— START Selected extract —

This sounds like a bug in the HTML serializer rather than a feature... But
I'm confused: Are CDATA sections among the types of SAX events that Cocoon
passes through its pipelines? They aren't preserved in the XSLT/XPath data
model; where are they preserved? Are you saying that the HTMLSerializer
looks at a CDATA section event and serializes the value thereof unescaped?
If that's the case, then it's broken. Otherwise, I think I must be missing a
step in what you did.

 If your aim was to actually clean up the output, could
 you use jTidy to clean up the results?

I ended up using the HTMLGenerator (which I assume uses JTidy), but only
after using xsl:disable-output-escaping with the Google server's internal
XSLT processor. So I think my problem is solved. My original plan had been
to take Google's raw XML results and pass them through Cocoon's pipelines,
but that was unfeasible because of the isolated bits of escaped,
non-well-formed HTML that appear in different elements in the Google XML
results. In that case, I could have tried to apply JTidy (to each isolated
bit of HTML?), but I'm not sure how I could manage that in the sitemap
(multiple extractions from the same source and then aggregating all the
results again?), and in any case would be horribly inefficient even if I
were to figure out a way to do it.

Anyway, as I said, my current problem is solved. But I am still interested
in the possibility of a custom HTML serializer that will recognize a special
flag to disable output escaping. I just don't need it right away :-)

Thanks for the input.
Evan



 Geoff
 
 --- Lenz, Evan [EMAIL PROTECTED] wrote:
  J.Pietschmann wrote:
   The answer is quite simple: you can't. D-o-e only
  works if the
   XSLT processor serializes the result itself,
 
  Please re-read my message a little more carefully.
  It's easy to dismiss it
  as a top-10 XSLT FAQ, but it isn't.
 
   the information
   which text nodes are supposed to be d-o-e'd on
  output is not
   transported through the SAX pipelines Cocoon uses
  for plumbing
   it's components.
 
  Actually it can be if I just pass that information
  on as a special attribute
  (or element or processing instruction). Note that
  I'm not interested in
  using xsl:disable-output-escaping. I already
  understand that I can't and
  that there are very good reasons why I can't.
 
  An example is in order. Here is what I would like to
  do:
 
  xsl:template match=html-blob
html-blob my:disable-output-escaping=yes
  xsl:value-of select=./
/html-blob
  /xsl:template
 
  Then I would like a custom serializer to simply
  check every element (or
  perhaps only certain elements) for the presence of
  the attribute in my
  namespace called my:disable-output-escaping. When
  its value is yes, then
  output the content of that element without escaping
  markup characters.

— END Selected extract —

### Task list:
[a] Could you duplicate, word for word, the lines of the listing starting with the line containing "point: the man in denim" and going on through the last line of the listing?
[b] Can you go on with the Cocoon thread on disabling output escaping, picking up after its last sentence?
The Cocoon thread on disabling output escaping and the listing are unrelated material.

— START Provided records —

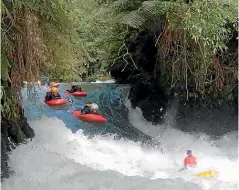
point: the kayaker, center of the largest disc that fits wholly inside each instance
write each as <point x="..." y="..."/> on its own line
<point x="90" y="109"/>
<point x="75" y="88"/>
<point x="52" y="94"/>
<point x="189" y="161"/>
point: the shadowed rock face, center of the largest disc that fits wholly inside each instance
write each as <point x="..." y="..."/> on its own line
<point x="12" y="133"/>
<point x="148" y="94"/>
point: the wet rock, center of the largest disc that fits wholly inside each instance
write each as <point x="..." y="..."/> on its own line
<point x="12" y="134"/>
<point x="146" y="92"/>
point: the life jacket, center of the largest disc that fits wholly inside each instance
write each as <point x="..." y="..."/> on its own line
<point x="190" y="161"/>
<point x="53" y="96"/>
<point x="87" y="110"/>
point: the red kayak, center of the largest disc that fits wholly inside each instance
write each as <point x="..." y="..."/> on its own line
<point x="89" y="117"/>
<point x="55" y="85"/>
<point x="77" y="94"/>
<point x="56" y="102"/>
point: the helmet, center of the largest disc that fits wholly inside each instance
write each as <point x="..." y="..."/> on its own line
<point x="54" y="90"/>
<point x="189" y="152"/>
<point x="94" y="106"/>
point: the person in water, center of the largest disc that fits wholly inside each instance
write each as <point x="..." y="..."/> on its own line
<point x="52" y="94"/>
<point x="75" y="88"/>
<point x="90" y="109"/>
<point x="189" y="161"/>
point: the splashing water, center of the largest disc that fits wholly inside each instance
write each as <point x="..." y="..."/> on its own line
<point x="59" y="159"/>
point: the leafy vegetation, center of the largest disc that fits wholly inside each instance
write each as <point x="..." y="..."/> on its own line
<point x="194" y="38"/>
<point x="80" y="39"/>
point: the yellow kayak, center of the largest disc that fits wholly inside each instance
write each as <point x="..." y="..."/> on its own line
<point x="209" y="173"/>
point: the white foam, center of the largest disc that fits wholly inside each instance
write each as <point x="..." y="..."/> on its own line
<point x="106" y="81"/>
<point x="54" y="159"/>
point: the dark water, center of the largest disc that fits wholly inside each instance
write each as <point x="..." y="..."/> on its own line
<point x="111" y="100"/>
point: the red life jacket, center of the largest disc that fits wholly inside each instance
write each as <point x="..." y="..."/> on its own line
<point x="190" y="161"/>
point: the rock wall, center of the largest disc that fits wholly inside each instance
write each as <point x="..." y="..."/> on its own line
<point x="148" y="93"/>
<point x="12" y="134"/>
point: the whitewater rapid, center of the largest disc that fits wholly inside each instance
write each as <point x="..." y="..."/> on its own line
<point x="59" y="159"/>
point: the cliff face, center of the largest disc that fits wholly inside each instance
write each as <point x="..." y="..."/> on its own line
<point x="12" y="134"/>
<point x="149" y="93"/>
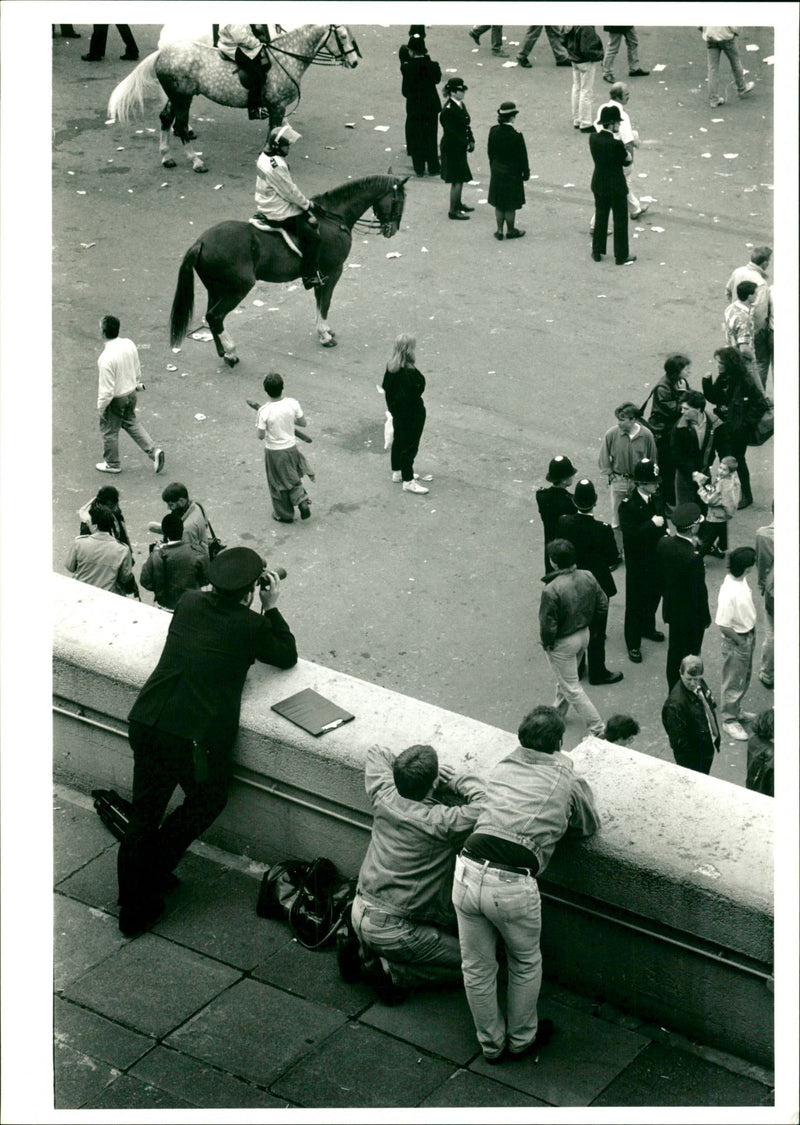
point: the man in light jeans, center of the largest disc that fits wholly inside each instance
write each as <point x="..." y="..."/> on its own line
<point x="572" y="604"/>
<point x="533" y="799"/>
<point x="719" y="39"/>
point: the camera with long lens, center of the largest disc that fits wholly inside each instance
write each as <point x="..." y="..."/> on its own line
<point x="263" y="581"/>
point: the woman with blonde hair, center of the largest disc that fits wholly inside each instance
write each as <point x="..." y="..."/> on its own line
<point x="403" y="386"/>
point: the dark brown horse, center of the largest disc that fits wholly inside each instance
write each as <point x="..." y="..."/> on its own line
<point x="231" y="257"/>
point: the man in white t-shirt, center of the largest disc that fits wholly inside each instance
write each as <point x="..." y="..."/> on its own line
<point x="619" y="95"/>
<point x="285" y="464"/>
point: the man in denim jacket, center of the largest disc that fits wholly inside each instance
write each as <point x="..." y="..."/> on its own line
<point x="533" y="798"/>
<point x="403" y="911"/>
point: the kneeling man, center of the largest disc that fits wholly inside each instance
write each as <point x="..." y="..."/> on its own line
<point x="403" y="912"/>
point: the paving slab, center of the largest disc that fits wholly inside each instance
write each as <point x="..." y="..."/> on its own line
<point x="217" y="917"/>
<point x="255" y="1032"/>
<point x="465" y="1089"/>
<point x="79" y="835"/>
<point x="359" y="1067"/>
<point x="434" y="1020"/>
<point x="199" y="1083"/>
<point x="95" y="883"/>
<point x="78" y="1079"/>
<point x="96" y="1036"/>
<point x="313" y="974"/>
<point x="83" y="936"/>
<point x="151" y="984"/>
<point x="584" y="1056"/>
<point x="126" y="1092"/>
<point x="662" y="1076"/>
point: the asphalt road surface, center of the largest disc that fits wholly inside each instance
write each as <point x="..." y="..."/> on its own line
<point x="527" y="349"/>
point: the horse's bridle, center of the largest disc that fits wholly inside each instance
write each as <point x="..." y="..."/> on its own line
<point x="323" y="55"/>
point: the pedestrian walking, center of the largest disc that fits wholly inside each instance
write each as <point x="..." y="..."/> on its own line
<point x="421" y="77"/>
<point x="736" y="618"/>
<point x="739" y="403"/>
<point x="557" y="500"/>
<point x="572" y="603"/>
<point x="404" y="386"/>
<point x="119" y="379"/>
<point x="631" y="42"/>
<point x="509" y="171"/>
<point x="284" y="462"/>
<point x="664" y="413"/>
<point x="722" y="41"/>
<point x="585" y="51"/>
<point x="535" y="798"/>
<point x="456" y="143"/>
<point x="643" y="523"/>
<point x="684" y="595"/>
<point x="185" y="721"/>
<point x="609" y="187"/>
<point x="99" y="38"/>
<point x="761" y="309"/>
<point x="497" y="48"/>
<point x="555" y="35"/>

— END Provided records —

### Expected responses:
[a]
point: the man in denim jacket, center of the largest disc that fits wholly inside each instance
write each as <point x="..." y="..."/> on its own line
<point x="533" y="798"/>
<point x="403" y="911"/>
point: the kneeling man, center of the largest disc that fits wholly inside each instance
write each as <point x="..." y="..."/> on its own line
<point x="403" y="912"/>
point: the paving slab, center of the largest disc that fits wholly inside each instance
write each as <point x="..." y="..."/> on its own line
<point x="217" y="917"/>
<point x="255" y="1032"/>
<point x="465" y="1089"/>
<point x="79" y="835"/>
<point x="359" y="1067"/>
<point x="434" y="1020"/>
<point x="199" y="1083"/>
<point x="95" y="883"/>
<point x="78" y="1079"/>
<point x="96" y="1036"/>
<point x="313" y="974"/>
<point x="83" y="936"/>
<point x="151" y="984"/>
<point x="584" y="1056"/>
<point x="126" y="1092"/>
<point x="662" y="1076"/>
point: the asphalt road surface, center of the largest disc that fits wholly inside each instance
write each as <point x="..." y="..."/> on its own line
<point x="527" y="349"/>
point: the horse's bridle, center of the largest disc that fits wholly inside each instance
write each as <point x="..." y="..."/> on its own line
<point x="323" y="55"/>
point: the pedestrian walking, center of the largest disc that fits wholly inside each instance
write each as <point x="..." y="..."/> on its own line
<point x="421" y="77"/>
<point x="736" y="618"/>
<point x="739" y="403"/>
<point x="557" y="500"/>
<point x="572" y="603"/>
<point x="404" y="386"/>
<point x="119" y="379"/>
<point x="631" y="42"/>
<point x="509" y="171"/>
<point x="284" y="462"/>
<point x="664" y="413"/>
<point x="722" y="41"/>
<point x="585" y="51"/>
<point x="535" y="798"/>
<point x="456" y="143"/>
<point x="643" y="523"/>
<point x="684" y="595"/>
<point x="185" y="721"/>
<point x="609" y="187"/>
<point x="99" y="38"/>
<point x="761" y="309"/>
<point x="497" y="48"/>
<point x="555" y="35"/>

[b]
 
  This is a general problem that comes up often enough
  in the real world that
  I thought someone might have already implemented
  such a feature. I recall
  that the Xalan serializer had some kind of PI-based
  hack for attaining the
  same.
 
  As it happens, I've already solved my problem at
  hand by using the Google
  Appliance's internal XSLT processor (which supports
  xsl:disable-output-escaping) to generate custom
  HTML, and then using the
  HTMLGenerator to load the Google results into
  Cocoon. Not exactly Web
  services, but it's at least nice to isolate the hack
  on the Google side. It
  may break in rare cases, but at least my site will
  still only be serving
  well-formed XHTML :-)
 
  Evan
 
   -Original Message-
   From: J.Pietschmann [mailto:j3322ptm;yahoo.de]
   Sent: Friday, November 08, 2002 10:58 AM
   To: [EMAIL PROTECTED]
   Subject: Re: Serializer for d-o-e?
  
   Lenz, Evan wrote:
I understand why Cocoon disables the use of
  disable-output-escaping in
   XSLT.
However, in my current project, which involves
  parsing XML results from
Google containing escaped (and non-well-formed)
  HTML, I need to find a
   way
to disable output escaping for certain sections
  of text, perhaps based
   on
the presence of a special attribute or PI that I
  can generate when
necessary. Does Cocoon provide a way of
  parameterizing an existing
serializer to do this? Has anyone implemented
  such a serializer? I would
think that such a customization of an existing
  XML serializer should be
pretty simple, but the Cocoon serialization
  framework is so abstract
   that
I'm having trouble finding the right code to
  extend or modify.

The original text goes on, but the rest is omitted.